╭─ Input data
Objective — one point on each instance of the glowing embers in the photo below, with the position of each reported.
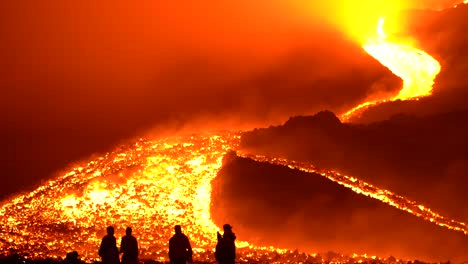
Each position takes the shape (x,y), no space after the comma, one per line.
(415,67)
(150,186)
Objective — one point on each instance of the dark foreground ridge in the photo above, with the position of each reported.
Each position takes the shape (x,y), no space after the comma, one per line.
(326,258)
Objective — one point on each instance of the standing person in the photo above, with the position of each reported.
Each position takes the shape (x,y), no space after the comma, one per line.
(108,250)
(226,247)
(129,248)
(180,251)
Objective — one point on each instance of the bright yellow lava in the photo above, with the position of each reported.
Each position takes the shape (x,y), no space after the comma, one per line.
(151,186)
(415,67)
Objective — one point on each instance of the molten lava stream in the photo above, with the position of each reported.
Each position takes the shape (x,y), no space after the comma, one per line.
(415,67)
(151,186)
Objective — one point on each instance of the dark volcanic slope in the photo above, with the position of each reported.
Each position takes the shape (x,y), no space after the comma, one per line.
(273,205)
(424,159)
(78,79)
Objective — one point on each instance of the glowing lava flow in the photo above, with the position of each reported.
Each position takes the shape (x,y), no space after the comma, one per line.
(151,186)
(415,67)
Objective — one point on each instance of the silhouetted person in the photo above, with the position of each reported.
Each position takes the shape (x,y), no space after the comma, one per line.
(72,258)
(226,247)
(180,250)
(108,250)
(129,248)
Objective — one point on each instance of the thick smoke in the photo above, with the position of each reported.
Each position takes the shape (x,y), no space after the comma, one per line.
(77,78)
(273,205)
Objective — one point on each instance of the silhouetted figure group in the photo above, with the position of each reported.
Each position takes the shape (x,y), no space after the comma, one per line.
(110,254)
(180,250)
(226,247)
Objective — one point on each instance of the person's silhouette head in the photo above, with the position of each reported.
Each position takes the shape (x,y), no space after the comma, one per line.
(110,230)
(227,227)
(128,231)
(178,229)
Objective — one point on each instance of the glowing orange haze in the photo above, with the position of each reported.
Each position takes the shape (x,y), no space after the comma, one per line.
(153,185)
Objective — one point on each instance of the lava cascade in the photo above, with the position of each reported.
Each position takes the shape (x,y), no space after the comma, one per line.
(151,186)
(415,67)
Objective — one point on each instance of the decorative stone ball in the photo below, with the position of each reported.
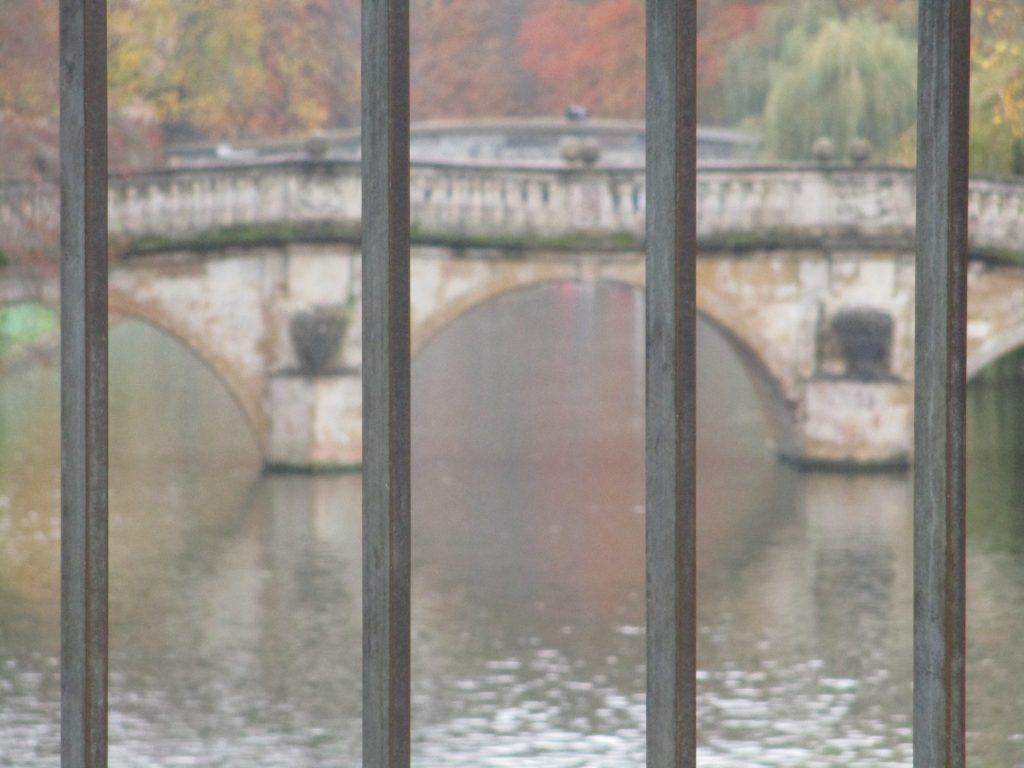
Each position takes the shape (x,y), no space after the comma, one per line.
(315,339)
(823,150)
(859,151)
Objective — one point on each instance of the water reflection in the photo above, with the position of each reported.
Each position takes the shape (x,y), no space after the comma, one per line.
(236,633)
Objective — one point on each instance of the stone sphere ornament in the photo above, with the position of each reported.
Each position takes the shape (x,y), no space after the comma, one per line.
(316,337)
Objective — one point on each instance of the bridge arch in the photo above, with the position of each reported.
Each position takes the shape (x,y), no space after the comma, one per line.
(777,412)
(248,395)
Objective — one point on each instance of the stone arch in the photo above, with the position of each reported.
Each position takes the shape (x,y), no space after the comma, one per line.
(777,410)
(248,397)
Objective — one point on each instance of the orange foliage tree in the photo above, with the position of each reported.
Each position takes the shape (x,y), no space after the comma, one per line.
(460,60)
(593,52)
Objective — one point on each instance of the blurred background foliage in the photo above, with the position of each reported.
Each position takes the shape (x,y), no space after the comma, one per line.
(786,71)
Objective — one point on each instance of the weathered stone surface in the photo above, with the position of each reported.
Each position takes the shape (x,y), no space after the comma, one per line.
(790,255)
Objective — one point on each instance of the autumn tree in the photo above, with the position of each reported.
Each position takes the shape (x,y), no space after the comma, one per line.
(852,79)
(28,58)
(997,86)
(461,64)
(589,53)
(237,68)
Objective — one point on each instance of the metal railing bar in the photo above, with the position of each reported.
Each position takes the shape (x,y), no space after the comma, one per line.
(671,383)
(939,487)
(386,535)
(83,384)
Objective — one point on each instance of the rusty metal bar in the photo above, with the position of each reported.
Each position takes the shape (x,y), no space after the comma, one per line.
(386,536)
(940,381)
(83,384)
(671,383)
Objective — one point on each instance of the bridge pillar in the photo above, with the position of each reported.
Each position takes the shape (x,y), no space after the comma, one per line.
(315,421)
(848,424)
(856,411)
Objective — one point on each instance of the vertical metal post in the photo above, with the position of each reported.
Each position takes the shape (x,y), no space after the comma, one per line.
(943,75)
(671,383)
(83,383)
(386,534)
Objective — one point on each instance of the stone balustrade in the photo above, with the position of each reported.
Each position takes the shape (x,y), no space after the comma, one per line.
(750,206)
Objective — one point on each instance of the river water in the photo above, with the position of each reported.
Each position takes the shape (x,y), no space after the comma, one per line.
(235,623)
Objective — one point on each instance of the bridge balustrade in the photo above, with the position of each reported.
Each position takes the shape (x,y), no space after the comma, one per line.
(672,225)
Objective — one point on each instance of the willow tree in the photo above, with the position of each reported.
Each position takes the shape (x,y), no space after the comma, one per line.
(850,78)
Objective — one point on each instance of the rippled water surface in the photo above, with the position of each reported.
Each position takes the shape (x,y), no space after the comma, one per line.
(236,634)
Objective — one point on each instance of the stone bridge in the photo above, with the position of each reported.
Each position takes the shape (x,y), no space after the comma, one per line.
(806,270)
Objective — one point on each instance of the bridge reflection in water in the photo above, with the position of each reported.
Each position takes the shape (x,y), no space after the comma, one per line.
(235,596)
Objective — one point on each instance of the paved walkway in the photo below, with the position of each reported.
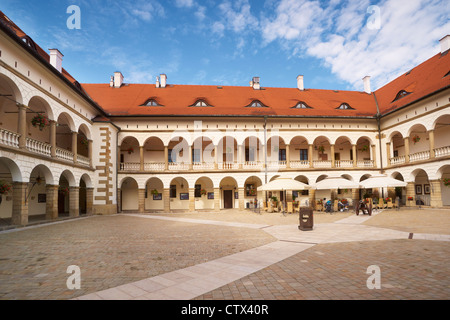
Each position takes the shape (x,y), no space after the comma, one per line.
(199,280)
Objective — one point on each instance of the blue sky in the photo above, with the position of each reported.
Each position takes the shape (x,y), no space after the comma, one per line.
(334,44)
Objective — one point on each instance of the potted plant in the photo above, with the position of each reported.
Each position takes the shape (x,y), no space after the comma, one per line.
(40,121)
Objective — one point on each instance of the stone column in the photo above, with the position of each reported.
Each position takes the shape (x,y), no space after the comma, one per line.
(217,199)
(288,156)
(431,137)
(374,156)
(74,201)
(20,207)
(141,200)
(51,202)
(90,153)
(410,192)
(388,153)
(141,158)
(436,195)
(191,200)
(53,138)
(166,158)
(333,159)
(406,149)
(166,199)
(89,201)
(241,198)
(22,126)
(74,145)
(354,155)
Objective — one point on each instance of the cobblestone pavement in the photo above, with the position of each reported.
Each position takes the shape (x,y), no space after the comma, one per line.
(116,251)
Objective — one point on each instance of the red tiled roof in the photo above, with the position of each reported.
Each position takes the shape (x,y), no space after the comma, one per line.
(425,79)
(227,100)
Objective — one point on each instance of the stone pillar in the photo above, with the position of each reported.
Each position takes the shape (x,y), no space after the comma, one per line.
(436,195)
(74,145)
(141,158)
(288,156)
(354,155)
(410,192)
(333,158)
(166,199)
(166,158)
(374,156)
(74,201)
(22,126)
(191,200)
(217,199)
(141,200)
(388,153)
(431,137)
(89,201)
(20,207)
(241,198)
(53,138)
(51,202)
(90,153)
(119,200)
(406,149)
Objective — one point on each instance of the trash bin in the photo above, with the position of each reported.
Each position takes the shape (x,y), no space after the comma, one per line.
(306,219)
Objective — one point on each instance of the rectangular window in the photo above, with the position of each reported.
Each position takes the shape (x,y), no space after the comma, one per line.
(282,155)
(173,191)
(196,155)
(304,154)
(198,191)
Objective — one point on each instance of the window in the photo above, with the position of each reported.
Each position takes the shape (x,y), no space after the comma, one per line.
(301,105)
(401,94)
(201,103)
(282,155)
(196,155)
(173,191)
(150,103)
(256,104)
(198,191)
(345,106)
(304,154)
(172,156)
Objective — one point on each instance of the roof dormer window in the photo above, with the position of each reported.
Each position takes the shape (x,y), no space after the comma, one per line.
(151,103)
(401,94)
(201,103)
(256,104)
(345,106)
(301,105)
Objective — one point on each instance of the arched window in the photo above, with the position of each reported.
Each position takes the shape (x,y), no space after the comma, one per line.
(301,105)
(345,106)
(256,104)
(401,94)
(151,103)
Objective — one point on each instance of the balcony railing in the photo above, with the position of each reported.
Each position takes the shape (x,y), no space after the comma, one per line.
(442,152)
(418,156)
(39,147)
(9,138)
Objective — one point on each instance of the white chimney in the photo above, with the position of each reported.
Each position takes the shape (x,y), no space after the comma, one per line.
(445,43)
(300,85)
(255,83)
(118,79)
(56,59)
(366,81)
(163,78)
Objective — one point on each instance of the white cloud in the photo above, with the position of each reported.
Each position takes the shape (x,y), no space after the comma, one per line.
(339,35)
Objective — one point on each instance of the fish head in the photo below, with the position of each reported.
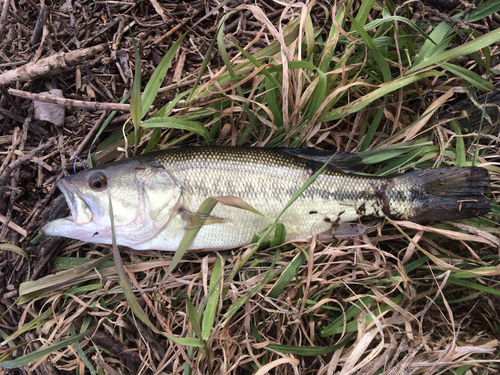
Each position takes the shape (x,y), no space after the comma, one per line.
(142,198)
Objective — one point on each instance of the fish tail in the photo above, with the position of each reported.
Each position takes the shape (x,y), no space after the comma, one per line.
(452,193)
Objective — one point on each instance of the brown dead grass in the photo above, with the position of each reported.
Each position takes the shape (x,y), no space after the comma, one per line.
(436,327)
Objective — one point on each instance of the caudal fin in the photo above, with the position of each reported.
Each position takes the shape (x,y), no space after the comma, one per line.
(452,193)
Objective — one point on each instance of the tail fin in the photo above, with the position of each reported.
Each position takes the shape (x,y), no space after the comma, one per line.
(452,193)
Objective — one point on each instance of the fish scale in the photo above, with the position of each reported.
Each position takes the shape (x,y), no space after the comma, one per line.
(156,196)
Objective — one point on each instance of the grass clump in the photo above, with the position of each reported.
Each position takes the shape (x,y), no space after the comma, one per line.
(372,78)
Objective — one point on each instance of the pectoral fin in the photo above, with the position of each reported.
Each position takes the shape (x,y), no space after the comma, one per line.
(195,220)
(342,231)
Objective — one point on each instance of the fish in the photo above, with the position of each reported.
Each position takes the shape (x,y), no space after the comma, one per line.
(155,197)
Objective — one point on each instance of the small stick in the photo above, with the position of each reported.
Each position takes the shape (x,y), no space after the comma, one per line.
(3,16)
(40,22)
(89,135)
(13,225)
(51,65)
(71,103)
(8,169)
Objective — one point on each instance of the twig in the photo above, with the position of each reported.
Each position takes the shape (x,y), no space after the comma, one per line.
(15,179)
(40,22)
(10,168)
(71,103)
(89,135)
(13,226)
(51,65)
(3,16)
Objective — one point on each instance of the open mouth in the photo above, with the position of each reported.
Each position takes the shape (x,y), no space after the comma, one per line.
(80,211)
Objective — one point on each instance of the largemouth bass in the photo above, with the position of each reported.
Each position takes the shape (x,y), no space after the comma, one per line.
(155,196)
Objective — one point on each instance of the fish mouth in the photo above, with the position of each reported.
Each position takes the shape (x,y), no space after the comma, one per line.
(81,213)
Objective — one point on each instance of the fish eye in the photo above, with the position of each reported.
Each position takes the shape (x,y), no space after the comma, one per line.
(98,183)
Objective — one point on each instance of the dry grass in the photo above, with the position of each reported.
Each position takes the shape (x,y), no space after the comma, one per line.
(400,299)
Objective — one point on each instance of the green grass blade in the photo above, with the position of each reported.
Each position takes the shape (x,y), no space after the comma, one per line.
(485,9)
(176,123)
(213,299)
(38,321)
(318,95)
(31,357)
(362,16)
(81,354)
(240,302)
(463,50)
(473,78)
(430,46)
(379,58)
(472,285)
(364,101)
(194,318)
(367,140)
(460,146)
(154,83)
(287,275)
(135,98)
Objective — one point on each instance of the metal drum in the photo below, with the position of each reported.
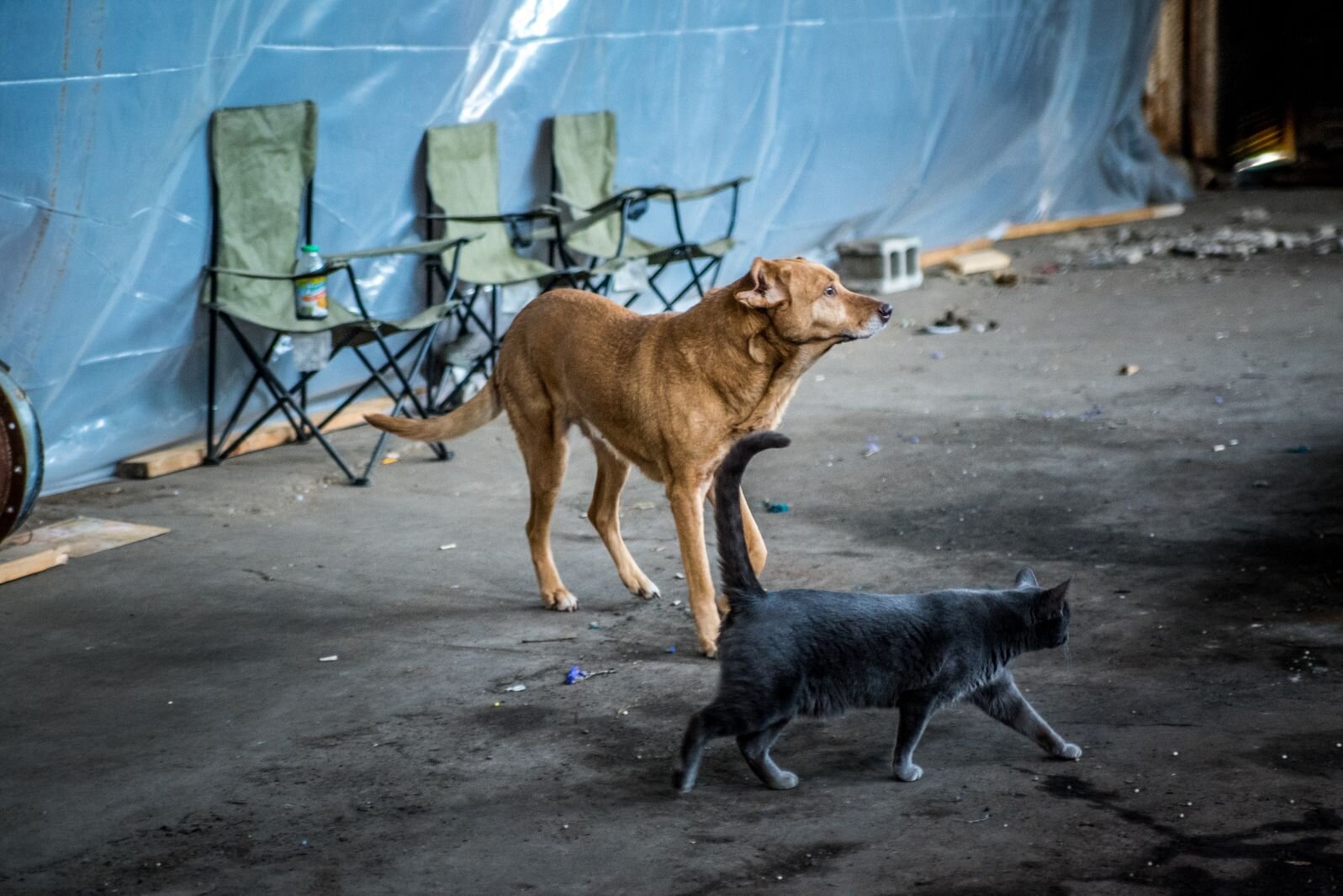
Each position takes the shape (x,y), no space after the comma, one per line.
(20,455)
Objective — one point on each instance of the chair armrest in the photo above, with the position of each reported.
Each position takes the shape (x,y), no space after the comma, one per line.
(503,218)
(330,267)
(431,247)
(686,195)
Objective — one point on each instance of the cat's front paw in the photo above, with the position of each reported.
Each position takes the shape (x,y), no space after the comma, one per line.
(908,772)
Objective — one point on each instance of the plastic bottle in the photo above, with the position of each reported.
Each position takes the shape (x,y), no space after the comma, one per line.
(310,292)
(310,349)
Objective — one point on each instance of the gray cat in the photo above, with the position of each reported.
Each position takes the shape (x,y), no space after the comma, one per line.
(807,652)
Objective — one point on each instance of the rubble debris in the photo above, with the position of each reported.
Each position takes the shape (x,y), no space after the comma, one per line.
(1248,236)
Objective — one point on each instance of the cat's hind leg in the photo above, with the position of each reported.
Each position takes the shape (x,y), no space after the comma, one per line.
(710,722)
(1003,702)
(913,719)
(755,747)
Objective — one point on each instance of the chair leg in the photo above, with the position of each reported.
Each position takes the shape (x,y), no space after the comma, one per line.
(283,396)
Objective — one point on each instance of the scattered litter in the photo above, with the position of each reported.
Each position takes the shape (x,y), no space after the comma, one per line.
(576,675)
(947,324)
(981,261)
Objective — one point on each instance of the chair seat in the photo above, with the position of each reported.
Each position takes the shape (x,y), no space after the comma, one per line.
(500,267)
(636,249)
(337,317)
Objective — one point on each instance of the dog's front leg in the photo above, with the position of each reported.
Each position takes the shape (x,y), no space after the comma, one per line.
(688,509)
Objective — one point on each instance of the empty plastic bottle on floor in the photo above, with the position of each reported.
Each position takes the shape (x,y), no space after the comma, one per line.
(310,349)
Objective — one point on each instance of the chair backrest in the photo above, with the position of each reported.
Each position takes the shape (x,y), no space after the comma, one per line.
(583,152)
(262,160)
(463,171)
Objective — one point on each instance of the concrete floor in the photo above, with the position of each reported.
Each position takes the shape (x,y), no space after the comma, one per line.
(167,726)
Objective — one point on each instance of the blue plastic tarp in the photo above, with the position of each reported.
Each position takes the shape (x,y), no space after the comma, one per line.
(942,119)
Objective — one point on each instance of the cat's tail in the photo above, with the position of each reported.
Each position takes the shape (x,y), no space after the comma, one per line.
(739,581)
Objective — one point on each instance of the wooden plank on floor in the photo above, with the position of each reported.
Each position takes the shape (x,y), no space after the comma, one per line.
(20,564)
(83,535)
(193,454)
(942,256)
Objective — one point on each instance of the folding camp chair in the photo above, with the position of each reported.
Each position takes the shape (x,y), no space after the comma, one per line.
(463,175)
(262,160)
(583,177)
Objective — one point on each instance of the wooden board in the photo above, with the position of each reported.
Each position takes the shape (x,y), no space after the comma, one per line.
(981,261)
(170,461)
(16,564)
(83,535)
(944,254)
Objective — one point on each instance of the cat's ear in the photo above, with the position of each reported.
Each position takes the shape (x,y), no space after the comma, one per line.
(1052,601)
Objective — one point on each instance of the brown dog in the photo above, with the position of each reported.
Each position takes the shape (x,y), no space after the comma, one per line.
(668,393)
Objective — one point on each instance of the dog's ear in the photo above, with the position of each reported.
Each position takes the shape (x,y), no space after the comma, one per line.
(763,287)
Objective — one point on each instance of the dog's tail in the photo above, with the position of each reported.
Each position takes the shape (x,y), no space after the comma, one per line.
(484,407)
(739,581)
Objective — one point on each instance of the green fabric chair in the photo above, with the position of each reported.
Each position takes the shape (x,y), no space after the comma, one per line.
(463,176)
(583,155)
(262,161)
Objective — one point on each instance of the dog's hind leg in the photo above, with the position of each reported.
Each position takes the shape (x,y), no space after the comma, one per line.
(688,509)
(605,515)
(755,747)
(546,448)
(710,722)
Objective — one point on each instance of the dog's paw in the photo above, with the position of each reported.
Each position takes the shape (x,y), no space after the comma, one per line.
(643,588)
(908,772)
(560,600)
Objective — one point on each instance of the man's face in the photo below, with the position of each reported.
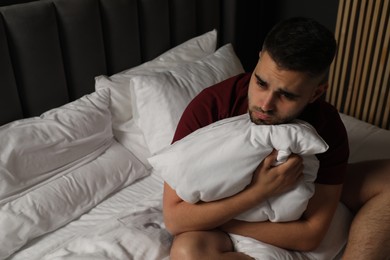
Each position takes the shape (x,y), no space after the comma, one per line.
(277,96)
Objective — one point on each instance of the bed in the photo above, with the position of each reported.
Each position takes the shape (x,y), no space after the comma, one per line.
(82,83)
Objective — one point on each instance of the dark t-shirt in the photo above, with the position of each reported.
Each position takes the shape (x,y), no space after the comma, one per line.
(229,98)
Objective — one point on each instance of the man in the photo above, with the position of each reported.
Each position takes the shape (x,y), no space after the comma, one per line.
(287,83)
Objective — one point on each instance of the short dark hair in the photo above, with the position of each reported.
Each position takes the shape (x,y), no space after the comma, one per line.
(301,44)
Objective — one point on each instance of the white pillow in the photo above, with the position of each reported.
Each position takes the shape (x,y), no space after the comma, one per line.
(366,141)
(191,50)
(160,99)
(218,161)
(125,131)
(55,167)
(35,149)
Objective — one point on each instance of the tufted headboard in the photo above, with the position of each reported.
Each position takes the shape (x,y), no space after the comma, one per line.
(51,50)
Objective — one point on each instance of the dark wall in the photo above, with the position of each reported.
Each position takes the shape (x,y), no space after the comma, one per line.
(11,2)
(324,11)
(266,13)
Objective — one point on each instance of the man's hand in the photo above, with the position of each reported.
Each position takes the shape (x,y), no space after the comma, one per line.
(269,180)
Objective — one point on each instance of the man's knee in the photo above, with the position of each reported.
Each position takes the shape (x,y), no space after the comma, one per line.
(199,245)
(366,180)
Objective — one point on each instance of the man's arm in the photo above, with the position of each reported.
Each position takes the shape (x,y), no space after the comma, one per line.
(303,235)
(180,216)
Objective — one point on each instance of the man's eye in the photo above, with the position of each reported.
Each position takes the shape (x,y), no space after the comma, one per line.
(261,83)
(288,96)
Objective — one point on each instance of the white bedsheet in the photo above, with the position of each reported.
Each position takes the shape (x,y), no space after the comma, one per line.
(120,210)
(127,225)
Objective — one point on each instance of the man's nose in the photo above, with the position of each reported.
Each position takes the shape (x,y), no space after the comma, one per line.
(269,102)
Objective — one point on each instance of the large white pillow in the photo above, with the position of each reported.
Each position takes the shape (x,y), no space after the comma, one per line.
(159,99)
(125,130)
(55,167)
(217,161)
(35,149)
(191,50)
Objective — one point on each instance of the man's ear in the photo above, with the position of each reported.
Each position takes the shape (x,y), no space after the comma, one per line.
(321,89)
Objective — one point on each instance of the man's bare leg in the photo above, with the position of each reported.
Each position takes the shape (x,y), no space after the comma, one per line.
(367,193)
(213,245)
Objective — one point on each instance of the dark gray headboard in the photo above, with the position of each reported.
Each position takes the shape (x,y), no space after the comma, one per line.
(51,50)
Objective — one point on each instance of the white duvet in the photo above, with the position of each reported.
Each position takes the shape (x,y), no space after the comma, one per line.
(218,161)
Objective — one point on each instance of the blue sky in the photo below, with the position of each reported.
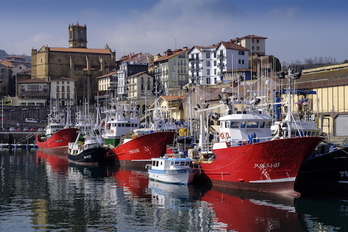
╰─
Task prompt: Reproduce each line of the material that mentions "headboard".

Completed task:
Objective — one point on each instance of the tufted headboard in the photo above, with the position of each reported.
Objective — one point on each instance of the dark gray headboard in the photo above, with the position of each reported.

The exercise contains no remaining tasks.